## Do this
Repeat the records exactly. Every line must match.

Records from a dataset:
──────────────────────────────

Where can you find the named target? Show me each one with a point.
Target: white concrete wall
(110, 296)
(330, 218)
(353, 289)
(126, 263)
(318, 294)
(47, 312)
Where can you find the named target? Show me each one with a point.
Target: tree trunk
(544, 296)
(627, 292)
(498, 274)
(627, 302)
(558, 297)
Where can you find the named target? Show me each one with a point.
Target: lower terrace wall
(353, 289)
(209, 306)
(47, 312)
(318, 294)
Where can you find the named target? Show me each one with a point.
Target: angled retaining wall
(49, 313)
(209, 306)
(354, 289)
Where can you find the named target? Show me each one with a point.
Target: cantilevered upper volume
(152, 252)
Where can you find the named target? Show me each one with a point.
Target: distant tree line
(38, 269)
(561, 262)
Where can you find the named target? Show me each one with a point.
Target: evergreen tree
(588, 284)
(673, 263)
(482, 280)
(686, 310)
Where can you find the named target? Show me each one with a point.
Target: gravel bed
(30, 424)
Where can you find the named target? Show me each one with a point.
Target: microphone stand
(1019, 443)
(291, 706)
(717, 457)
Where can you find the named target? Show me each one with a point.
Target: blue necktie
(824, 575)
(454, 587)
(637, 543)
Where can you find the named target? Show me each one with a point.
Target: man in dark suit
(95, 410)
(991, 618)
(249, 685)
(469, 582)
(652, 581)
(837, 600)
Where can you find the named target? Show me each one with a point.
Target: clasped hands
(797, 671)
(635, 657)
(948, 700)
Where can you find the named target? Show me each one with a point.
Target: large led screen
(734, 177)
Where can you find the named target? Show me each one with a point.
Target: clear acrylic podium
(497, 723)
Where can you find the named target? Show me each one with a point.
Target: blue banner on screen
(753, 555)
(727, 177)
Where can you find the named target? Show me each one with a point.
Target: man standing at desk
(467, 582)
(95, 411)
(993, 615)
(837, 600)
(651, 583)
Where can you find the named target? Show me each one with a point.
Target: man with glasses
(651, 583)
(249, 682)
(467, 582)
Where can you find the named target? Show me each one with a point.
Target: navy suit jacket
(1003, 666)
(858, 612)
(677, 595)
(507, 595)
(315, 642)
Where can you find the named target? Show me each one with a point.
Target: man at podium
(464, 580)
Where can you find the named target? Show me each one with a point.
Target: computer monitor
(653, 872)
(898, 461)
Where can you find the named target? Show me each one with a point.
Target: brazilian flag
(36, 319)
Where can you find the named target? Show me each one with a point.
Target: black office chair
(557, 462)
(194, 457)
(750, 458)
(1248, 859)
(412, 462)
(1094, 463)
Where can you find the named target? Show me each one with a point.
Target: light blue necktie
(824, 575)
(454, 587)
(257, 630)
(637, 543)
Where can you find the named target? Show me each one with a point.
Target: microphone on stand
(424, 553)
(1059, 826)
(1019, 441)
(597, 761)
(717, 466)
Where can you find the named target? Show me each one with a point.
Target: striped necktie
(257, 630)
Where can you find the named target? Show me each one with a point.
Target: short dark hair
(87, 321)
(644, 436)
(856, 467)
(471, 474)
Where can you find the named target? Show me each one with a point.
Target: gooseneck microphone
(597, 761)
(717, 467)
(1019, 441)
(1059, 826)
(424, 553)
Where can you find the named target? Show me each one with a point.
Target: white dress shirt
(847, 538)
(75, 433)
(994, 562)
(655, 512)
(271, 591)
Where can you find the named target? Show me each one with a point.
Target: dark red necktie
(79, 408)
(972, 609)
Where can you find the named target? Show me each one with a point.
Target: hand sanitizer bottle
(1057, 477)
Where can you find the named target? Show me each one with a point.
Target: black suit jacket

──────────────────────────────

## Response to the task
Where can you find the named target? Show me each one with a point.
Target: white concrete wall
(110, 296)
(330, 218)
(353, 289)
(126, 263)
(318, 294)
(47, 312)
Where can you find the named target? Show me each one with a point.
Target: tree trunk
(544, 296)
(627, 292)
(498, 274)
(627, 302)
(558, 297)
Where can you find the named target? Show me each one with a point.
Target: lower terrace wall
(353, 289)
(209, 306)
(47, 312)
(318, 294)
Where can you find the named target? Show me each one with a point.
Target: angled retaining wall
(49, 313)
(209, 306)
(354, 289)
Where can you find the named target? Show me each one with a point.
Target: cantilevered upper volume
(152, 252)
Where can you find the named target? Show me each one with a point.
Target: distant tree line
(38, 269)
(561, 262)
Where can you find the named target? Show me each one with a point.
Target: evergreen tree
(588, 284)
(673, 263)
(482, 280)
(686, 310)
Where can you find the named target? Show me each one with a point.
Target: gravel bed
(30, 424)
Where can you find the named target? Show me each one with a point.
Target: microphone stand
(1019, 443)
(291, 706)
(717, 457)
Where can you find the named target? Show me each one with a point.
Target: blue necktie
(824, 575)
(454, 587)
(637, 543)
Where can you find the named target? Show me each one with a point.
Target: man in dark suit
(95, 410)
(991, 618)
(249, 685)
(469, 582)
(652, 581)
(837, 600)
Where can you find the named target? Show me each one with a point.
Target: clasped hands
(797, 671)
(635, 657)
(948, 700)
Where can you find the named target? Show me each one with a point.
Target: large led screen
(734, 177)
Where can you find the named target? Show me each one with a point.
Target: clear acrylic podium
(497, 723)
Where can you find the named target? Show me each one with a point.
Target: blue banner on screen
(753, 555)
(727, 177)
Where can you find the named target? Show me each one with a point.
Target: man standing at desk
(467, 582)
(95, 411)
(993, 615)
(837, 600)
(651, 583)
Where can you find the named target? Show me each one with a point.
Target: man with glasses
(651, 583)
(249, 682)
(467, 582)
Where can you find the named target? Show me each one with a point.
Target: navy suit jacket
(1003, 666)
(858, 612)
(677, 595)
(507, 595)
(315, 642)
Where can you find the named target? Show me each one with a point.
Target: man at podium
(464, 580)
Where can you find the named target? Show me each one with a point.
Target: computer monitor
(653, 872)
(898, 461)
Where can you find the named target? Show me each one with a point.
Target: brazilian flag
(36, 319)
Where can you find the named target? Show me each one with a point.
Target: black office chair
(557, 462)
(194, 457)
(750, 458)
(1248, 859)
(412, 462)
(1094, 463)
Where can you find the named target? Show me each one with a point.
Target: light blue necktie
(824, 575)
(454, 587)
(257, 630)
(637, 543)
Where can you find the named target? Show me each one with a point.
Target: microphone on stand
(424, 553)
(1059, 826)
(1019, 441)
(597, 761)
(717, 466)
Where can you find the named target? Show me each one with a point.
Target: striped necktie
(257, 630)
Where can you find the named target? Show me each one with a point.
Target: short dark hair
(87, 321)
(644, 436)
(856, 467)
(471, 474)
Where can you find the named target? Show me each one with a point.
Target: gooseneck microphone
(597, 761)
(717, 467)
(1019, 441)
(1059, 826)
(424, 553)
Where can you find the named target? Show me each one with a point.
Target: white dress shirt
(847, 538)
(75, 433)
(994, 562)
(655, 512)
(271, 591)
Where can you find the named target? Show me each one with a point.
Target: dark red necktie
(79, 408)
(972, 609)
Where can you find the named target? Show me each one with a point.
Target: hand sanitizer bottle
(1057, 477)
Where can you find the named target? Show me each one with a point.
Target: black suit jacket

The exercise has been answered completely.